Exercise prompt →
Rewrite the records from the line containing "Expected behaviour: the pointer indicates one point on the white" through the end, inclusive, replacing "small stone" with "pebble" and leaving everything else unchanged; omit the pictures.

Excerpts from location labeling data:
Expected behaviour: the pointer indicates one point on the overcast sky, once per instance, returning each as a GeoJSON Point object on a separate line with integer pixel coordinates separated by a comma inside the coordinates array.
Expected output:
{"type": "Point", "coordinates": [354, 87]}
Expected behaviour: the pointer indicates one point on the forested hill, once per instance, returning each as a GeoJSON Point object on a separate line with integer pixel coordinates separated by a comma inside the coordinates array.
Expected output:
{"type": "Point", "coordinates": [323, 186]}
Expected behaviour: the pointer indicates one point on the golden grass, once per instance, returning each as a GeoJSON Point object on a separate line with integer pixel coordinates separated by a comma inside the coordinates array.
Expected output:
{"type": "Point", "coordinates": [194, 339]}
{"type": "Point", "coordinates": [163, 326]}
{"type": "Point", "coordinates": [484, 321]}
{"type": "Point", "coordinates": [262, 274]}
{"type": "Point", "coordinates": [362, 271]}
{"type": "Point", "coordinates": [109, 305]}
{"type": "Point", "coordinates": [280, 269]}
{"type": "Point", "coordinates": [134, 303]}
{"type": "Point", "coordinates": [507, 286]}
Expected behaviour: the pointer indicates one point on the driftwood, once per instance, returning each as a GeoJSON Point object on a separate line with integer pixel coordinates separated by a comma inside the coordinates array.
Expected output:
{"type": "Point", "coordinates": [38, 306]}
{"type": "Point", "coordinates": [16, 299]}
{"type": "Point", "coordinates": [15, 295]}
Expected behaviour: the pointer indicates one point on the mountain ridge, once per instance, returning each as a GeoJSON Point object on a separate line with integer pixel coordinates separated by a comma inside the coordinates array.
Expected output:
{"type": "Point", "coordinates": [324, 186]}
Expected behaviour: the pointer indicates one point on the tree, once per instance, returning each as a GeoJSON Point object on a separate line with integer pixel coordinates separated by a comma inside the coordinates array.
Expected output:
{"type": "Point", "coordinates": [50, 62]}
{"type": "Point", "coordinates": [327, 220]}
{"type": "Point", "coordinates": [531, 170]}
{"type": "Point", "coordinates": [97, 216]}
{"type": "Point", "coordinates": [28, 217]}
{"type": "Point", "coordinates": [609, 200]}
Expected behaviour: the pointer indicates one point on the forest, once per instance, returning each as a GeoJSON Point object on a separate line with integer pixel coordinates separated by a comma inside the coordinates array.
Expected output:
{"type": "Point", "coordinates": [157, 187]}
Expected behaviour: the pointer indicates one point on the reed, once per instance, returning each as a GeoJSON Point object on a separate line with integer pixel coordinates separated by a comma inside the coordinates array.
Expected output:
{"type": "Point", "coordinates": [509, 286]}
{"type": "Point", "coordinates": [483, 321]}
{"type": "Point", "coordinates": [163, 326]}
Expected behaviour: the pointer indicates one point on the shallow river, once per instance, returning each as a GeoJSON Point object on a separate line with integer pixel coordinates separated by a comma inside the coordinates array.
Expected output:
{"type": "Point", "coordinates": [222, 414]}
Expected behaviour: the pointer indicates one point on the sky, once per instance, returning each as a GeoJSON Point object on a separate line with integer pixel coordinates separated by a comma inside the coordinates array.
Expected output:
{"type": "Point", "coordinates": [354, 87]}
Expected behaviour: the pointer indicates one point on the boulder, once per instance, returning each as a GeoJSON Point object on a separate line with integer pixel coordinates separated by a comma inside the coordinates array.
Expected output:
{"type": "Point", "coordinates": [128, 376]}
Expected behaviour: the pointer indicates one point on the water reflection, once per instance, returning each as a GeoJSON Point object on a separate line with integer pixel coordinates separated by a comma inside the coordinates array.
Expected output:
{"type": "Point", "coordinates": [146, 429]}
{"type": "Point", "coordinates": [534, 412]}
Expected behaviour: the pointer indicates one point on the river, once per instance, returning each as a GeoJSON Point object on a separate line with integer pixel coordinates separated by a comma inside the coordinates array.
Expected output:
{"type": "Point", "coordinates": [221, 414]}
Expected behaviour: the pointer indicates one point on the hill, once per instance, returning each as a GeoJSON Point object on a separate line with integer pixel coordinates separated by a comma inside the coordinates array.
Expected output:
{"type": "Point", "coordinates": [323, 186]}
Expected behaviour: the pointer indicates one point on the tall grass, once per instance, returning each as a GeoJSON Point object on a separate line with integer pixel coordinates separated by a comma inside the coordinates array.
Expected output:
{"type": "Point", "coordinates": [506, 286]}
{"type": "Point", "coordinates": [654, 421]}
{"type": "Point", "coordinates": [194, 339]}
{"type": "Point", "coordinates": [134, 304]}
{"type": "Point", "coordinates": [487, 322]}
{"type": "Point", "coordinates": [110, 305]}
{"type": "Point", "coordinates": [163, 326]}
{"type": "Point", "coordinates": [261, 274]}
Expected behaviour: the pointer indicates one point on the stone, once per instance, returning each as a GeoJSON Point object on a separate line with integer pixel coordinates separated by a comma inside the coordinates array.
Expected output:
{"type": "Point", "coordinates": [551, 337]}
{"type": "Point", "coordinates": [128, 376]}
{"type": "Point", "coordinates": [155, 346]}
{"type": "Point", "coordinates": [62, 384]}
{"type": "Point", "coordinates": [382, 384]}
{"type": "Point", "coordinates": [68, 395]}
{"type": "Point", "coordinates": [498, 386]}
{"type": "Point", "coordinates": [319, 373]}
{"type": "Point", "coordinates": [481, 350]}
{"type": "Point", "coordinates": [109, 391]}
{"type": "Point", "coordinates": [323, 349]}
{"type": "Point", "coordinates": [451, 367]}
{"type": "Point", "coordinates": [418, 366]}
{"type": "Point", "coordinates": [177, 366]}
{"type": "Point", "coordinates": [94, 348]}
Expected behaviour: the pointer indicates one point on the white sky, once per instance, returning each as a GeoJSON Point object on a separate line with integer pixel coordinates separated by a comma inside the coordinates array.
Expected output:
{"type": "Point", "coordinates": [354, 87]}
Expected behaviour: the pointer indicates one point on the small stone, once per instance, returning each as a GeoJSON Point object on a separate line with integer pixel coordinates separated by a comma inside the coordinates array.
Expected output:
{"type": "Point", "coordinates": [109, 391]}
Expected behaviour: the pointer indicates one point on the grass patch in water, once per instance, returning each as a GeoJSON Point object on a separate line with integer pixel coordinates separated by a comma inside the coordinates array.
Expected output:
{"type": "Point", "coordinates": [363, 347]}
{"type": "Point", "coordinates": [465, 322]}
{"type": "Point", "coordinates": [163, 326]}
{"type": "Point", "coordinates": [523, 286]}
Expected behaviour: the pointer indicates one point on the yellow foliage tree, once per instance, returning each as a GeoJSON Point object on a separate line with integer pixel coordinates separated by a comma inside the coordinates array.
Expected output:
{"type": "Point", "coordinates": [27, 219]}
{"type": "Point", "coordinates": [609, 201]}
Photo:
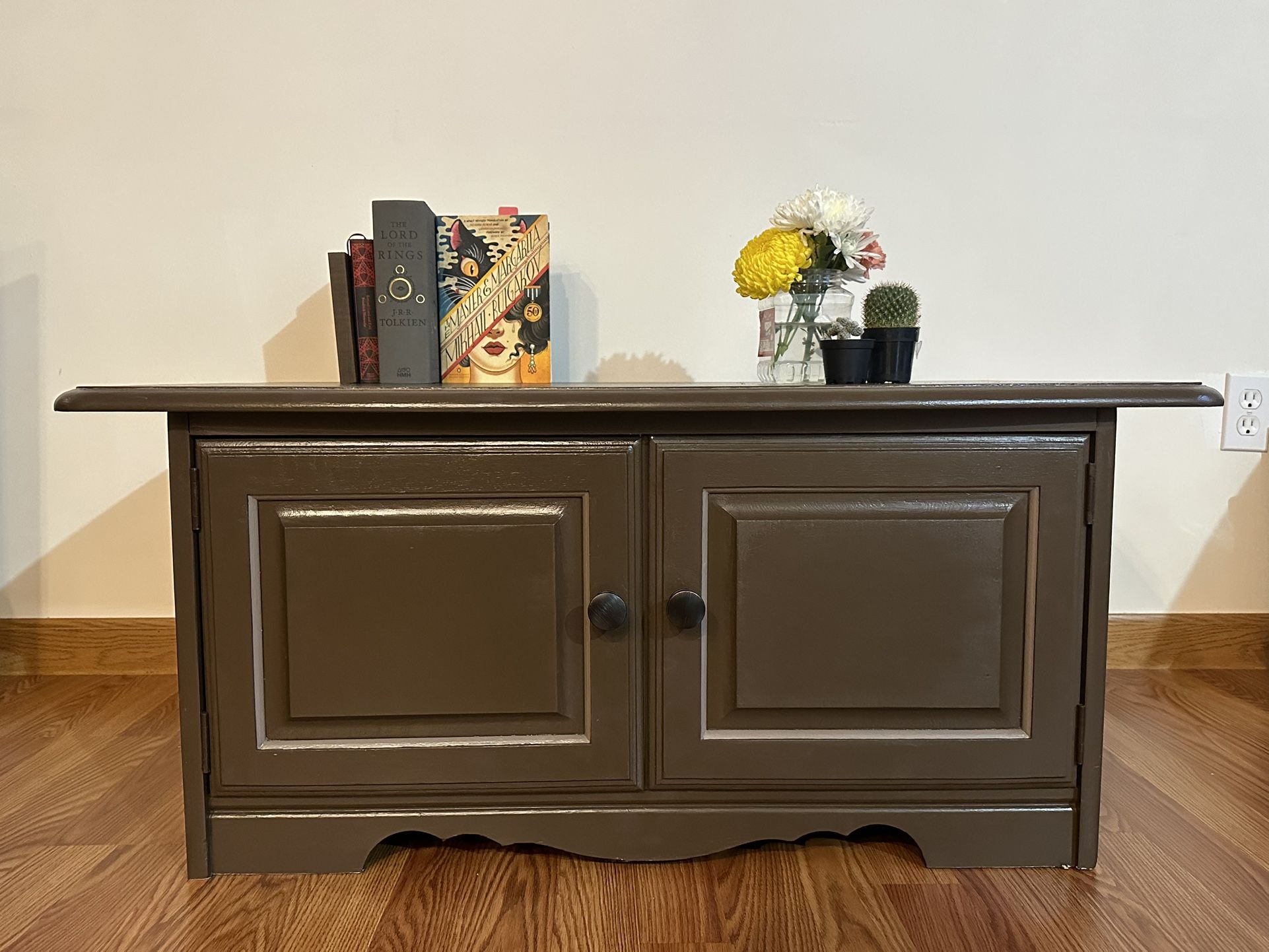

Full response →
Expected behaviour: the pointer indicates one point on the white sky, once per instance, returning each as a GeoJSON Point object on a separate line with integer pixel coordinates separated by a comma inside the coordinates array.
Expected output:
{"type": "Point", "coordinates": [354, 87]}
Expected behaviour: the pointer indicates one point on the pebble, once per instance, returning each as a GeoJSON Point object on a separate line with integer pixel coordinates separated by a comma inside the coordinates array.
Expected output:
{"type": "Point", "coordinates": [109, 391]}
Expected behaviour: the pointer indicates one point on the grass patch in water, once per instance, returning each as a GeoJSON Point object on a separate line with integer pixel coordinates separated by a comma inside the coordinates array.
Expected output:
{"type": "Point", "coordinates": [363, 347]}
{"type": "Point", "coordinates": [465, 322]}
{"type": "Point", "coordinates": [163, 326]}
{"type": "Point", "coordinates": [523, 286]}
Expected behaviour: the pointer indicates one point on the yellow foliage tree, once per instance, returning each as a GeoJSON Point object on a separate line with integer pixel coordinates separated by a comma inside the coordinates array.
Expected output:
{"type": "Point", "coordinates": [27, 219]}
{"type": "Point", "coordinates": [609, 201]}
Photo:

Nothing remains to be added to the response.